▶ **The request**: In the records below, set out as a numbered list the stretch from the line containing "A point belongs on each instance of the whitewashed" through the end of the records, with both ends included and blank lines omitted.
[Start of Records provided]
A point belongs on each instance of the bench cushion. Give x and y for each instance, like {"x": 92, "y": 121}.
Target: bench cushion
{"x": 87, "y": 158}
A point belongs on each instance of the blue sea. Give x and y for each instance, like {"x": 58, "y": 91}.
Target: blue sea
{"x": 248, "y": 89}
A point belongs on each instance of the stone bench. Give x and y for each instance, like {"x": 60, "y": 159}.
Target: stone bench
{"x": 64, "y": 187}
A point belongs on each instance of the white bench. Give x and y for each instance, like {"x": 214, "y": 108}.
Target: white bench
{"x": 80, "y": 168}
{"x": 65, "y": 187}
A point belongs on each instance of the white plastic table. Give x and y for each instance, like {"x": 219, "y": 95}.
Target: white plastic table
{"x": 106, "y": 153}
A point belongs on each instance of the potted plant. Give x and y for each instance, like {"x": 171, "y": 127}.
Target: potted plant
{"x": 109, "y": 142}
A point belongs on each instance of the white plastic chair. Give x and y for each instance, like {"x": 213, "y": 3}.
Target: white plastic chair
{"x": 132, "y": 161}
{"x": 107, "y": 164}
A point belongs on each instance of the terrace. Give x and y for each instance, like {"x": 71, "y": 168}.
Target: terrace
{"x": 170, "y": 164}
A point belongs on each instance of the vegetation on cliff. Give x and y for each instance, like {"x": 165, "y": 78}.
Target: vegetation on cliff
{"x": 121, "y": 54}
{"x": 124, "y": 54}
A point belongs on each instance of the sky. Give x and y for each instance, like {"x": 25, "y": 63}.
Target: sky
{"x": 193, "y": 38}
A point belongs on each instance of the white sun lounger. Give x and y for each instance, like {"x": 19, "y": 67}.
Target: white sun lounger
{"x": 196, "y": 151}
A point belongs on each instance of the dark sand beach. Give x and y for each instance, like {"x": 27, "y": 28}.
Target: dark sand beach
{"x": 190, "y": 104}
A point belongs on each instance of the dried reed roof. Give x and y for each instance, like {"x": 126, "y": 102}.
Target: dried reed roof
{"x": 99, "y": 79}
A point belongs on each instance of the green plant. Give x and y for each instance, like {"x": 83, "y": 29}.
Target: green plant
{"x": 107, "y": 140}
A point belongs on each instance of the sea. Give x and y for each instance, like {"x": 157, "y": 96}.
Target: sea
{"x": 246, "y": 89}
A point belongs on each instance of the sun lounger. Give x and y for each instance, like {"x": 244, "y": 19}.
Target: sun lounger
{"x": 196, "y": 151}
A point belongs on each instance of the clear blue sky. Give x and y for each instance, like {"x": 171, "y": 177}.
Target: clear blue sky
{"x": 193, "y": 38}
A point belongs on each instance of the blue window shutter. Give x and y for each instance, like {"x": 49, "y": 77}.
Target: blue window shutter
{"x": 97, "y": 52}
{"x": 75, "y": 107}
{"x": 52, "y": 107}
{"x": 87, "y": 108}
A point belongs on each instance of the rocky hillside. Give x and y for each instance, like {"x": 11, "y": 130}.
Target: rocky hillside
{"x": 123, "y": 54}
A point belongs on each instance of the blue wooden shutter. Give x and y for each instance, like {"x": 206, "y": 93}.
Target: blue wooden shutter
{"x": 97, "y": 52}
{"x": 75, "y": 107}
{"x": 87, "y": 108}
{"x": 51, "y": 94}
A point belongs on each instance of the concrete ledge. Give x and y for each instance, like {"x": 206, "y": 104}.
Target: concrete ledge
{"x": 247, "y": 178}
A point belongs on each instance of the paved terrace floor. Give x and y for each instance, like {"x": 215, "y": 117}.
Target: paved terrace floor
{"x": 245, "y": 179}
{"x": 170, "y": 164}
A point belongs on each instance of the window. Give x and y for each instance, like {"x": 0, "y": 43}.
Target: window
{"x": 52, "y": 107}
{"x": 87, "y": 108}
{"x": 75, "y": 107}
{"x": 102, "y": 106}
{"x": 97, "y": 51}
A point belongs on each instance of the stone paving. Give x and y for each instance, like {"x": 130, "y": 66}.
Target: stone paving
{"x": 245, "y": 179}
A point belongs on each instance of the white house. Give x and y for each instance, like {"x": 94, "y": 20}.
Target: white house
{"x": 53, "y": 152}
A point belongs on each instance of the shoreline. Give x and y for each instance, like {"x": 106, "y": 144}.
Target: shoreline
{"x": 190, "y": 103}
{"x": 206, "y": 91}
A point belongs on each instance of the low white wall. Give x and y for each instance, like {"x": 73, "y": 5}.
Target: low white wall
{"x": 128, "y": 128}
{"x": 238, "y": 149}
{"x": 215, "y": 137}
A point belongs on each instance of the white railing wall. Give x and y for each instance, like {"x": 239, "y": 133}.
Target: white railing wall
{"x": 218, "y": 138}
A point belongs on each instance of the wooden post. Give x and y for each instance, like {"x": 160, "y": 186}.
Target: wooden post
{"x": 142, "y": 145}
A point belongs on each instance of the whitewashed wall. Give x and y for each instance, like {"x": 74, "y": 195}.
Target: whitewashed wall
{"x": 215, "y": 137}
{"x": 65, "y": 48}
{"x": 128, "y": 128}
[End of Records provided]
▶ **Result of the exercise**:
1. A point belongs on each instance of the whitewashed wall. Give x and y for each instance, like {"x": 74, "y": 195}.
2. Target: whitewashed wall
3. {"x": 215, "y": 137}
4. {"x": 65, "y": 48}
5. {"x": 128, "y": 128}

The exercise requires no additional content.